++++ Records supplied
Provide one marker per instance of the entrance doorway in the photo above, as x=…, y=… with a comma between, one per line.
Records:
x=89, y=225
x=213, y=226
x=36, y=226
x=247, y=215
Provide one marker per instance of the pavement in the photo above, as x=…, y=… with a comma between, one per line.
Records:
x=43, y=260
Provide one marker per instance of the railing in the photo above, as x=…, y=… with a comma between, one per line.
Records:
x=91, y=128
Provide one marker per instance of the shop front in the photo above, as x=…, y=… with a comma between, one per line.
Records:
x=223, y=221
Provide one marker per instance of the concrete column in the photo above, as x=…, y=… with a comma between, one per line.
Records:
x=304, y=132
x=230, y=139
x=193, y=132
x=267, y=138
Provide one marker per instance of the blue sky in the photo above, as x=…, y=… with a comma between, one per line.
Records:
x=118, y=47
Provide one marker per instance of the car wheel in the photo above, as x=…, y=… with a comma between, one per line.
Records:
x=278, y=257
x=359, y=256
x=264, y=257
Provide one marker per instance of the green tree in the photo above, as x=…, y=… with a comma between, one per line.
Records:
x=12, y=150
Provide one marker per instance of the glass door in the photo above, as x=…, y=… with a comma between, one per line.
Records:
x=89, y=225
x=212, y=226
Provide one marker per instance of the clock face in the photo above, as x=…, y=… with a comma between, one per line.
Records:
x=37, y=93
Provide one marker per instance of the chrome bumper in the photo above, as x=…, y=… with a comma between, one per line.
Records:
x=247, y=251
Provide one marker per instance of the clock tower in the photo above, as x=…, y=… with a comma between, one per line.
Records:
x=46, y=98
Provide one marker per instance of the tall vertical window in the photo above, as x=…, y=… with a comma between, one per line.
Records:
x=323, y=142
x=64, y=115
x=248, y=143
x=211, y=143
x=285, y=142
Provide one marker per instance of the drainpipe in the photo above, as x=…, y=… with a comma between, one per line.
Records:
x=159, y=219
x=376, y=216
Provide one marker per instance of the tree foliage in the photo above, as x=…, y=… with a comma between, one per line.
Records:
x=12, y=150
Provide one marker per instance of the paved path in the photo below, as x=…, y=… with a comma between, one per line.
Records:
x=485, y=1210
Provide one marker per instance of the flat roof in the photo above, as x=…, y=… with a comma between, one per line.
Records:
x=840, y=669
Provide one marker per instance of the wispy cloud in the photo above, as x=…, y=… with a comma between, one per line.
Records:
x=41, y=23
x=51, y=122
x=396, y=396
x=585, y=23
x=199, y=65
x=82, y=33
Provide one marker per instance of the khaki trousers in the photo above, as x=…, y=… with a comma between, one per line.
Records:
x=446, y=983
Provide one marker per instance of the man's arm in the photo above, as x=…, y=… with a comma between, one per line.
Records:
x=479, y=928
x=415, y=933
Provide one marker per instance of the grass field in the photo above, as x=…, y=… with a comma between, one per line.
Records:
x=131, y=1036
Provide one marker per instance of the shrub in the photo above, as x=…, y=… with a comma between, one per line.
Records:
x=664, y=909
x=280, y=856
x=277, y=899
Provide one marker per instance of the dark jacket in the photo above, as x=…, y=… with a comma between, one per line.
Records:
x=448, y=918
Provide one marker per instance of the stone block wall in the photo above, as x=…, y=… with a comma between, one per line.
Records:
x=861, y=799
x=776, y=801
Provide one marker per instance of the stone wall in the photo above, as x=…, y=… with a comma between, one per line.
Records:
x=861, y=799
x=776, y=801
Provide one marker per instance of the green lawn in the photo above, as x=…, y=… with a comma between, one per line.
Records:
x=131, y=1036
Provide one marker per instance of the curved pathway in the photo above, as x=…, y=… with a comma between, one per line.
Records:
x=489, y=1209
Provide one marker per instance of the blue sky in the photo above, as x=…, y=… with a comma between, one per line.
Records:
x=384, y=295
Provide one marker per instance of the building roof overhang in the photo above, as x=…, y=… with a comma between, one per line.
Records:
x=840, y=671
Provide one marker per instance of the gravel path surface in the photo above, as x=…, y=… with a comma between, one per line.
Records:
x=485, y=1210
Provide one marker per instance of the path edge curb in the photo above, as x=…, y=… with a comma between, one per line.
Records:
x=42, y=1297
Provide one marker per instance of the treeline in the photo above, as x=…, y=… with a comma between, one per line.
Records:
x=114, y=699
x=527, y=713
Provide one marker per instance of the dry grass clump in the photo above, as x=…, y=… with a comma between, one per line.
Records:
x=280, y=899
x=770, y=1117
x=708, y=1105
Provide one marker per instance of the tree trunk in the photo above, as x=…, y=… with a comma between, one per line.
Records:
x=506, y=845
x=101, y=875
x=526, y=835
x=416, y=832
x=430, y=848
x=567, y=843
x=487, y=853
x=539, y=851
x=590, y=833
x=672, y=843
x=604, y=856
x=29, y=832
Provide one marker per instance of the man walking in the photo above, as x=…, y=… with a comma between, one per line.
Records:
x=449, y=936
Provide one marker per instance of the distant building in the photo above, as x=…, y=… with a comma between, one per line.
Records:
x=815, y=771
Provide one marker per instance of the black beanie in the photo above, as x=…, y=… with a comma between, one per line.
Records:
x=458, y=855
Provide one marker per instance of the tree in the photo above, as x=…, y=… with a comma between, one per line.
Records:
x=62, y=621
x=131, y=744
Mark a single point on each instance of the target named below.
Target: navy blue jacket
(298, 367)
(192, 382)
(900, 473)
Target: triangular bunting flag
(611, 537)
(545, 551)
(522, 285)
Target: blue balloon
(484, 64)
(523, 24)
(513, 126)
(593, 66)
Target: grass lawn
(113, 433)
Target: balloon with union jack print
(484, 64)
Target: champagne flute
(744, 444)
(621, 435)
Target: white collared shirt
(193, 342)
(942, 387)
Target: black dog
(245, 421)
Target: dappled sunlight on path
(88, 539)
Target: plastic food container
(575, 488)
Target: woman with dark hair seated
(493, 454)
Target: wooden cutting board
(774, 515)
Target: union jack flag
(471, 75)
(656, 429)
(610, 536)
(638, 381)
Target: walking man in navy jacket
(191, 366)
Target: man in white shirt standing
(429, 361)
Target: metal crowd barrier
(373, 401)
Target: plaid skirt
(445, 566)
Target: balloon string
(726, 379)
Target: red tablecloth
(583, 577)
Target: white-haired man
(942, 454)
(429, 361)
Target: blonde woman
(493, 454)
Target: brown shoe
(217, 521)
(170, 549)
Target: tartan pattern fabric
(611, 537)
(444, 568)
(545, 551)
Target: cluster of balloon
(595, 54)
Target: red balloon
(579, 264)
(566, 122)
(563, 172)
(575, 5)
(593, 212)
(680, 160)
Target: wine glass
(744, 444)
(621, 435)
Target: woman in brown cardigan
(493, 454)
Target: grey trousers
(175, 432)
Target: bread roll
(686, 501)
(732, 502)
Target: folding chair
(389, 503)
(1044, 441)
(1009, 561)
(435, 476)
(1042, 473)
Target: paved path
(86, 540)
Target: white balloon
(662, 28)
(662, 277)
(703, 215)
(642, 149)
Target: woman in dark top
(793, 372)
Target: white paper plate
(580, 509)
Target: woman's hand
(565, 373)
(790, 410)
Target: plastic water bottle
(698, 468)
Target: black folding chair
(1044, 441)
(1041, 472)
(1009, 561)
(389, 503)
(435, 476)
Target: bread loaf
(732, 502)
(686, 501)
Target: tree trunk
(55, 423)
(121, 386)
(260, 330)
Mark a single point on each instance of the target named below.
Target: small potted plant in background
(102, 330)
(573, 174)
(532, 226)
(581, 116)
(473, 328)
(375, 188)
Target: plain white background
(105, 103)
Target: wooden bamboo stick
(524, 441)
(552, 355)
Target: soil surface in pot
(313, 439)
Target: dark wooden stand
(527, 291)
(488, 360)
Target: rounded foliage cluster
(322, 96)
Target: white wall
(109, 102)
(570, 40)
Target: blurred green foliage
++++++++
## Exercise instructions
Please give back the entries above, unchanged and complete.

## Result
Provide one marker per instance of the entrance doorway in the photo above, as x=…, y=… with a comma between, one per line.
Records:
x=89, y=225
x=213, y=226
x=36, y=226
x=247, y=215
Provide one marker per instance of the pavement in the photo above, as x=…, y=… with a comma between, one per line.
Records:
x=43, y=260
Provide one marker per instance of the railing in the photo above, as x=…, y=… with a comma between, one per line.
Records:
x=91, y=128
Provide one marker per instance of the shop front in the photo above, as x=…, y=… with a comma between, one per line.
Records:
x=223, y=221
Provide one marker per instance of the concrete column in the photo above, as x=…, y=… with a comma between, one per line.
Records:
x=304, y=132
x=230, y=139
x=193, y=132
x=267, y=138
Provide one marker per instance of the blue sky in the photo above, as x=…, y=… with a comma between, one per line.
Records:
x=118, y=47
Provide one marker per instance of the car wheel in the photo above, as x=…, y=… with a comma between, one per line.
Records:
x=278, y=257
x=359, y=256
x=264, y=257
Provide one marker per instance of the green tree in the photo above, as x=…, y=… with a comma between, one per line.
Records:
x=12, y=150
Provide one marker per instance of the glass door in the photo above, as x=…, y=… with a comma between, one per line.
Records:
x=89, y=225
x=212, y=226
Provide one marker per instance of the clock face in the photo above, as x=…, y=… with a comma between, one per line.
Records:
x=37, y=93
Provide one marker per instance of the chrome bumper in the photo above, as x=…, y=… with a comma between, one per line.
Records:
x=247, y=251
Provide one marker per instance of the clock tower in the photo above, as x=…, y=… with a comma between, one per line.
Records:
x=46, y=98
Provide one marker per instance of the tall vertical window in the photo above, as x=…, y=… with a comma between, one per line.
Records:
x=323, y=142
x=64, y=115
x=248, y=143
x=211, y=143
x=285, y=142
Provide one marker per instance of the drainpipe in the photo above, as x=…, y=… with a comma between, one per line.
Records:
x=159, y=219
x=376, y=216
Provide one marker per instance of the tree foliage in the photo above, as x=…, y=… with a comma between, one per line.
Records:
x=12, y=150
Provide one marker per instance of the paved path in the photo below, as x=…, y=… with a comma between, one per line.
Records:
x=485, y=1210
Provide one marker per instance of the flat roof in the photo above, as x=…, y=… with a comma between, one per line.
Records:
x=840, y=669
Provide one marker per instance of the wispy cloud in the photo above, as x=…, y=… with a comma between, one per line.
Records:
x=41, y=23
x=51, y=122
x=396, y=396
x=585, y=23
x=199, y=65
x=82, y=33
Provide one marker per instance of the khaki trousers in the photo above, as x=…, y=… with a comma between, one per line.
Records:
x=446, y=983
Provide one marker per instance of the man's arm in the photo above, as x=…, y=… with a comma between, one per line.
Records:
x=479, y=928
x=415, y=933
Provide one marker per instance of the grass field in the photo above, as x=…, y=… with a comma between, one per line.
Records:
x=131, y=1036
Provide one marker per instance of the shrub in the photo above, as x=…, y=… with a comma between, one per line.
Records:
x=664, y=909
x=280, y=856
x=277, y=899
Provide one marker per instance of the dark jacket in the photo above, as x=…, y=… with a comma between, one per line.
Records:
x=448, y=918
Provide one marker per instance of the stone block wall in the photo above, as x=…, y=… with a comma between, one per line.
Records:
x=861, y=799
x=776, y=801
Provide one marker per instance of the stone wall in the photo above, as x=…, y=… with a comma between, one per line.
Records:
x=861, y=799
x=776, y=801
Provide one marker per instance of the green lawn in the photo above, as x=…, y=… with a comma between, one per line.
Records:
x=131, y=1036
Provide one marker per instance of the curved pathway in the photo above, as x=…, y=… with a comma between, one per line.
Records:
x=489, y=1209
Provide one marker per instance of the blue sky in the photo above, as x=…, y=… with a comma between, one per line.
Records:
x=384, y=295
Provide one marker per instance of the building roof overhang in the photo above, as x=…, y=… with a comma between, one per line.
Records:
x=840, y=671
Provide one marker per instance of the gravel path surface in the photo above, as x=…, y=… with a comma between, one per line.
Records:
x=485, y=1210
Provide one marker per instance of the path edge curb in the photo above, as x=…, y=… with a comma between, one per line.
Records:
x=42, y=1297
Provide one marker per instance of the treeline in the photo above, as x=…, y=… with a comma between, one per line.
Records:
x=114, y=699
x=527, y=713
Provide one marker per instance of the dry grass clump in the photo above, as x=…, y=… with a comma between, one per line.
Records:
x=280, y=899
x=770, y=1117
x=708, y=1105
Provide one marker per instance of the tree trunk in the photo above, as x=…, y=… with a comma between, one per line.
Records:
x=506, y=845
x=101, y=875
x=526, y=835
x=416, y=832
x=430, y=848
x=567, y=843
x=487, y=853
x=539, y=851
x=590, y=833
x=672, y=843
x=604, y=856
x=29, y=832
Provide one marker per instance of the man walking in the photo above, as x=…, y=… with a comma between, one per line.
Records:
x=449, y=936
Provide one marker per instance of the distant building in the photo above, as x=…, y=… with a comma between, one per line.
Records:
x=815, y=771
Provide one marker per instance of the black beanie in the photo above, as x=…, y=… with a comma between, one per line.
Records:
x=458, y=855
Provide one marker per instance of the tree in the photo above, as x=…, y=… with a comma between, one per line.
Records:
x=62, y=621
x=131, y=744
Mark a single point on each instance of the target named below.
Target: navy blue jacket
(298, 367)
(192, 382)
(900, 473)
Target: triangular bunting flag
(611, 537)
(545, 551)
(522, 285)
Target: blue balloon
(484, 64)
(523, 24)
(513, 126)
(593, 66)
Target: grass lawn
(113, 433)
Target: balloon with union jack print
(484, 64)
Target: champagne flute
(744, 444)
(621, 435)
Target: white collared shirt
(193, 342)
(942, 387)
Target: black dog
(245, 421)
Target: dappled sunlight on path
(88, 539)
Target: plastic food container
(575, 488)
Target: woman with dark hair seated
(493, 454)
Target: wooden cutting board
(774, 515)
Target: union jack flag
(471, 75)
(656, 429)
(610, 536)
(638, 381)
Target: walking man in navy jacket
(191, 366)
Target: man in white shirt standing
(429, 361)
Target: metal crowd barrier
(373, 401)
Target: plaid skirt
(445, 566)
Target: balloon string
(726, 379)
Target: red tablecloth
(583, 577)
Target: white-haired man
(942, 454)
(429, 361)
Target: blonde woman
(493, 454)
Target: brown shoe
(217, 521)
(170, 549)
Target: tartan pattern fabric
(611, 537)
(444, 568)
(545, 551)
Target: cluster of balloon
(595, 54)
Target: red balloon
(579, 264)
(566, 122)
(563, 172)
(575, 5)
(593, 212)
(680, 160)
Target: wine glass
(744, 444)
(621, 435)
Target: woman in brown cardigan
(493, 454)
Target: grey trousers
(175, 432)
Target: bread roll
(686, 501)
(732, 502)
Target: folding chair
(389, 503)
(1044, 441)
(1009, 561)
(435, 476)
(1042, 473)
Target: paved path
(86, 540)
Target: white balloon
(662, 28)
(662, 277)
(703, 215)
(642, 149)
Target: woman in dark top
(793, 372)
Target: white paper plate
(580, 509)
Target: woman's hand
(565, 373)
(790, 410)
Target: plastic water bottle
(698, 468)
Target: black folding chair
(1044, 441)
(1041, 472)
(1009, 561)
(389, 503)
(435, 476)
Target: bread loaf
(732, 502)
(686, 501)
Target: tree trunk
(55, 423)
(121, 386)
(260, 330)
Mark a single point on each instance of the target named below.
Target: small potted plant in background
(102, 330)
(573, 174)
(532, 226)
(581, 116)
(473, 328)
(375, 188)
Target: plain white background
(105, 103)
Target: wooden bamboo stick
(524, 441)
(552, 355)
Target: soil surface in pot
(313, 439)
Target: dark wooden stand
(527, 291)
(488, 360)
Target: rounded foliage cluster
(322, 96)
Target: white wall
(109, 102)
(570, 40)
Target: blurred green foliage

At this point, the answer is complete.